### Requirement
What must be written out is each line from the one holding "The client would like the paved" through the end of the records, word for word, minus any pictures.

### Extracted records
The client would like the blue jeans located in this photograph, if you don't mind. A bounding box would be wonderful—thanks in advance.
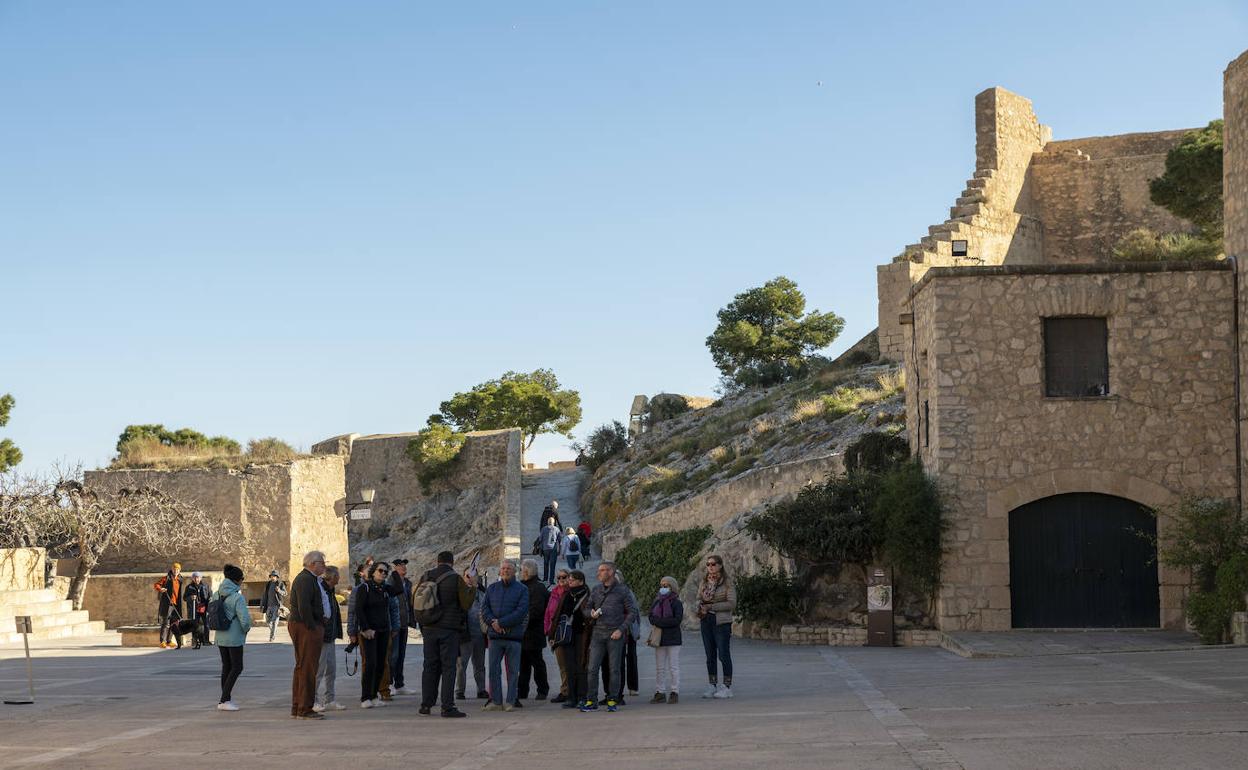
[585,632,623,704]
[542,549,558,583]
[700,616,733,681]
[487,639,521,705]
[388,627,408,689]
[566,553,580,570]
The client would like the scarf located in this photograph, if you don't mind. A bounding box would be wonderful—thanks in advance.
[651,593,676,619]
[699,576,719,605]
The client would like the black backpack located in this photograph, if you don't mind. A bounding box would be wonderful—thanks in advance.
[206,594,233,632]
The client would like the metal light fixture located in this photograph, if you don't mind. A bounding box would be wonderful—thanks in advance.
[345,488,376,521]
[360,488,375,504]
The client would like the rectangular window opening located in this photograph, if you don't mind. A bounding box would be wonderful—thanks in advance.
[951,240,968,257]
[1043,317,1109,397]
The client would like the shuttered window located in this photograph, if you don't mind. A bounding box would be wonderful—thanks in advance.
[1043,317,1109,397]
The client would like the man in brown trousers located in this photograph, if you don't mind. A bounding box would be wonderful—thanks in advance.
[288,550,328,719]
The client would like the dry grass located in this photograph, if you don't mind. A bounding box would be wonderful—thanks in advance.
[708,445,732,463]
[112,436,305,470]
[875,369,905,398]
[749,418,775,436]
[788,399,826,424]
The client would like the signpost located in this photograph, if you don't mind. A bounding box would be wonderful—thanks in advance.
[3,615,35,705]
[866,567,895,647]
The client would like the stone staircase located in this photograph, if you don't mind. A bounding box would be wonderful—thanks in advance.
[899,167,996,265]
[0,588,107,644]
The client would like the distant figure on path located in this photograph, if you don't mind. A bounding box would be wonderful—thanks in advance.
[213,563,251,711]
[577,521,592,558]
[184,571,212,648]
[697,554,736,699]
[153,562,182,649]
[543,500,562,532]
[260,571,287,642]
[540,517,561,583]
[648,575,683,704]
[288,550,329,719]
[562,527,582,570]
[313,565,345,713]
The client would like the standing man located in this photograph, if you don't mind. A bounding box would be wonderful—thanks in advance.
[261,571,287,642]
[313,565,345,713]
[288,550,329,720]
[540,516,561,584]
[153,562,182,649]
[418,551,475,718]
[184,571,212,648]
[581,562,638,713]
[481,560,529,712]
[517,559,551,704]
[388,558,416,696]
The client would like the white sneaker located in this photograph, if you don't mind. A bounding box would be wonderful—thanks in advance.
[326,701,346,711]
[360,700,374,709]
[312,703,326,713]
[713,684,733,699]
[701,685,718,699]
[394,687,417,695]
[216,701,239,711]
[374,698,389,707]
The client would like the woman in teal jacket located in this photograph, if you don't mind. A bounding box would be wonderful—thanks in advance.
[213,564,252,711]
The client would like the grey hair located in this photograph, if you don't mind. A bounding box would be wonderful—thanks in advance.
[660,575,680,591]
[324,565,340,580]
[499,559,517,572]
[599,561,617,575]
[303,550,326,567]
[520,558,540,578]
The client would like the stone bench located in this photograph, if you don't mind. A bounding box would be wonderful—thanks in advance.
[118,625,163,647]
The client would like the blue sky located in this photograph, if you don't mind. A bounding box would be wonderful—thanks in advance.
[3,1,1246,472]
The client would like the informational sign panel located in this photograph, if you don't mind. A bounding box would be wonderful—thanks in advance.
[349,508,372,521]
[867,567,894,647]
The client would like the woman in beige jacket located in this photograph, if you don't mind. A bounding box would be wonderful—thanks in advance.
[695,554,736,698]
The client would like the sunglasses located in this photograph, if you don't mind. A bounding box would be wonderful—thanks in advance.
[376,570,389,576]
[557,575,569,580]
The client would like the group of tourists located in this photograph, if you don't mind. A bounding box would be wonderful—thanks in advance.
[533,500,592,583]
[152,563,212,648]
[193,501,738,718]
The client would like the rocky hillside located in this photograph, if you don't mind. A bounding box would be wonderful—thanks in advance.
[582,359,906,531]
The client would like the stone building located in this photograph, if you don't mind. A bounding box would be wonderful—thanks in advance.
[875,50,1248,632]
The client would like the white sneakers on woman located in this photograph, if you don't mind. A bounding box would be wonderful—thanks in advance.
[713,684,733,699]
[216,701,239,711]
[701,685,718,698]
[360,699,374,709]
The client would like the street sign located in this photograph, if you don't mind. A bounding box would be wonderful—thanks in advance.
[14,616,32,635]
[349,508,372,521]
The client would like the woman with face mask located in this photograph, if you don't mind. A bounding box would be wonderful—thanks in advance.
[647,576,684,704]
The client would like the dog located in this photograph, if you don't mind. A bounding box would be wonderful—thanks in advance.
[169,618,205,649]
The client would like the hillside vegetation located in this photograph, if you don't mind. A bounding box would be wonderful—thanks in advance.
[582,355,906,530]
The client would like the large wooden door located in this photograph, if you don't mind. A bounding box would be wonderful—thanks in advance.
[1009,493,1159,628]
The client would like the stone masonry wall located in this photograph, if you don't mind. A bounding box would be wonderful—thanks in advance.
[905,263,1237,631]
[0,548,44,591]
[1227,51,1248,505]
[85,455,348,584]
[345,428,522,573]
[1031,131,1195,263]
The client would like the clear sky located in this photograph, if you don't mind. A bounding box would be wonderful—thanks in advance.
[3,1,1246,473]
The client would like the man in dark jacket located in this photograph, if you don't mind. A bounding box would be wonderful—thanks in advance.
[183,571,212,648]
[418,551,475,718]
[516,559,550,704]
[387,559,415,695]
[581,561,638,712]
[287,550,328,719]
[481,560,529,711]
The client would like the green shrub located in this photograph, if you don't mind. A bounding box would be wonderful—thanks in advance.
[574,421,630,471]
[845,432,911,474]
[871,461,946,597]
[1154,496,1248,643]
[614,526,711,606]
[1186,555,1248,644]
[405,423,466,493]
[646,394,691,426]
[746,472,879,569]
[736,566,802,627]
[1112,228,1221,262]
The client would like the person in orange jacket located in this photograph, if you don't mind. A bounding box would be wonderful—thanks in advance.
[153,562,183,649]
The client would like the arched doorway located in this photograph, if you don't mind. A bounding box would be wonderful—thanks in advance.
[1009,492,1159,628]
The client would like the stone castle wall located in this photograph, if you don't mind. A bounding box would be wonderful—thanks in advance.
[904,263,1237,630]
[343,428,522,573]
[0,548,44,592]
[84,455,348,586]
[1031,131,1195,264]
[1227,52,1248,505]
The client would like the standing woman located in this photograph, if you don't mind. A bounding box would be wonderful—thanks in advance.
[556,570,591,709]
[696,554,736,699]
[561,527,582,571]
[213,564,251,711]
[648,575,683,703]
[354,562,396,708]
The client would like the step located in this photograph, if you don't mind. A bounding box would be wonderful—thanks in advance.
[0,620,107,645]
[966,177,988,189]
[0,610,91,634]
[973,168,996,179]
[0,589,58,608]
[0,600,74,620]
[928,223,958,237]
[950,203,985,218]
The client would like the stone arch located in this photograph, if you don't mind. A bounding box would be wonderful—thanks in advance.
[985,468,1185,630]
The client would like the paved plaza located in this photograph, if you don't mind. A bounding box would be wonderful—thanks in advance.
[3,629,1248,769]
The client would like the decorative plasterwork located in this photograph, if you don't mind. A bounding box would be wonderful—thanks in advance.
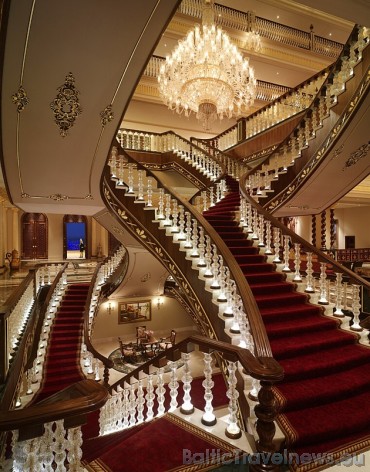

### Written reply
The client would like the paved plaza located in this photograph, if you don't mind. A bounding box would be wonderful—thanks in advance.
[3,629,1248,769]
The client would like the decorative plasterwork located in this photograph, if you don't mind. A bounding box would be wonderful—thanks in advance.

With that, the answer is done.